-- begin Text passage --

Imagine if a similar effort was made to promote tolerance of, say, Muslims? Perhaps there should be such an effort but presumably we would not be told that we have to accept Islam itself in order to show tolerance to Muslims.

On the other hand, we are constantly told that the only way to be tolerant and accepting towards gay people is to accept lesbian, gay, bisexual and transgender (LGBT) ideology in itself entirety. If you do not, you stand condemned.

Thus you can’t say that you believe gay people have a right to be treated equally and at the same time say you don’t believe in gay adoption because you think a child ought to have a mother and a father. It’s all or nothing.

This kind of totalist thinking has led to a Christian baker in the North having a case brought against him because a gay rights activists wanted him to bake a cake with pro-gay marriage slogan on it. He didn’t want to do that any more than a Catholic baker would want to bake a cake saying ‘No Popery’ on it. But conscience rights don’t count for much in a developing legal regime that equates opposition to same-sex marriage with racism.

-- end Text passage --
-- begin Raw data --

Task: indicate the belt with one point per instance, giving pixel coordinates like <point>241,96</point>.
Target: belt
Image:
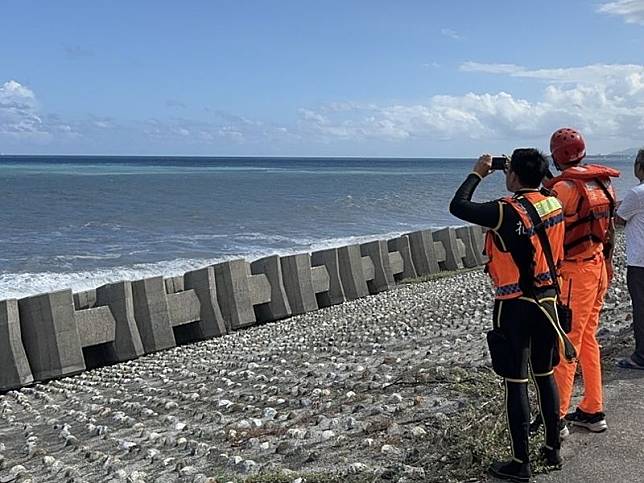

-- end Raw data --

_The exercise_: Quote the passage on tolerance and gay rights word for word, from "This kind of" to "marriage with racism.".

_Complete response_:
This kind of totalist thinking has led to a Christian baker in the North having a case brought against him because a gay rights activists wanted him to bake a cake with pro-gay marriage slogan on it. He didn’t want to do that any more than a Catholic baker would want to bake a cake saying ‘No Popery’ on it. But conscience rights don’t count for much in a developing legal regime that equates opposition to same-sex marriage with racism.